Re: Switching XLog source from archive to streaming when primary available

From: Michael Paquier <michael(at)paquier(dot)xyz>
To: Bharath Rupireddy <bharath(dot)rupireddyforpostgres(at)gmail(dot)com>
Cc: Nathan Bossart <nathandbossart(at)gmail(dot)com>, Japin Li <japinli(at)hotmail(dot)com>, Ian Lawrence Barwick <barwick(at)gmail(dot)com>, Kyotaro Horiguchi <horikyota(dot)ntt(at)gmail(dot)com>, Cary Huang <cary(dot)huang(at)highgo(dot)ca>, SATYANARAYANA NARLAPURAM <satyanarlapuram(at)gmail(dot)com>, pgsql-hackers(at)lists(dot)postgresql(dot)org
Subject: Re: Switching XLog source from archive to streaming when primary available
Date: 2024-03-18 06:08:02
Message-ID: ZffaQt7UbM2Q9kYh@paquier.xyz
Views: Raw Message | Whole Thread | Download mbox | Resend email
Thread:
Lists: pgsql-hackers

On Sun, Mar 17, 2024 at 11:37:58AM +0530, Bharath Rupireddy wrote:
> Rebase needed after 071e3ad59d6fd2d6d1277b2bd9579397d10ded28 due to a
> conflict in meson.build. Please see the attached v23 patch.

I've been reading this patch, and this is a very tricky one. Please
be *very* cautious.

+#streaming_replication_retry_interval = 0 # time after which standby
+ # attempts to switch WAL source from archive to
+ # streaming replication in seconds; 0 disables

This stuff allows a minimal retry interval of 1s. Could it be useful
to have more responsiveness here and allow lower values than that?
Why not switching the units to be milliseconds?

+ if (streaming_replication_retry_interval <= 0 ||
+ !StandbyMode ||
+ currentSource != XLOG_FROM_ARCHIVE)
+ return SWITCH_TO_STREAMING_NONE;

Hmm. Perhaps this should mention why we don't care about the
consistent point.

+ /* See if we can switch WAL source to streaming */
+ if (wal_source_switch_state == SWITCH_TO_STREAMING_NONE)
+ wal_source_switch_state = SwitchWALSourceToPrimary();

Rather than a routine that returns as result the value to use for the
GUC, I'd suggest to let this routine set the GUC as there is only one
caller of SwitchWALSourceToPrimary(). This can also include a check
on SWITCH_TO_STREAMING_NONE, based on what I'm reading that.

========

### GIVEN INSTRUCTION 1
Transcribe the mailing-list message word for word, beginning at the words "I've been reading" and stopping after "currentSource != XLOG_FROM_ARCHIVE)".
The mailing-list message above and the records that come after it are unrelated.

========

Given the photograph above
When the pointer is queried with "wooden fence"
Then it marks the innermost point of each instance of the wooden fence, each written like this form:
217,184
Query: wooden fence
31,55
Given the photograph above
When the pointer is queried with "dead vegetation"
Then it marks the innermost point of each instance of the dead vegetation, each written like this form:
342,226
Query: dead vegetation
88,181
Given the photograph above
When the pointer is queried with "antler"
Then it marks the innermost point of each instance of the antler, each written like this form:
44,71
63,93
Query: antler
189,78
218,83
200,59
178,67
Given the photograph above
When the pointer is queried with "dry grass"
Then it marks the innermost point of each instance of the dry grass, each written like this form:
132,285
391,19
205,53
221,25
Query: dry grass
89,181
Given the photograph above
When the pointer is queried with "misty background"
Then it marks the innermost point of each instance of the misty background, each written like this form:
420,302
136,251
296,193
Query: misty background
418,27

========

### GIVEN INSTRUCTION 2
Copy out every line of the records that contains the string "fence", treating uppercase and lowercase as distinct.

### EXERCISE ANSWER 1
I've been reading this patch, and this is a very tricky one. Please
be *very* cautious.

+#streaming_replication_retry_interval = 0 # time after which standby
+ # attempts to switch WAL source from archive to
+ # streaming replication in seconds; 0 disables

This stuff allows a minimal retry interval of 1s. Could it be useful
to have more responsiveness here and allow lower values than that?
Why not switching the units to be milliseconds?

+ if (streaming_replication_retry_interval <= 0 ||
+ !StandbyMode ||
+ currentSource != XLOG_FROM_ARCHIVE)

### EXERCISE ANSWER 2
When the pointer is queried with "wooden fence"
Then it marks the innermost point of each instance of the wooden fence, each written like this form:
Query: wooden fence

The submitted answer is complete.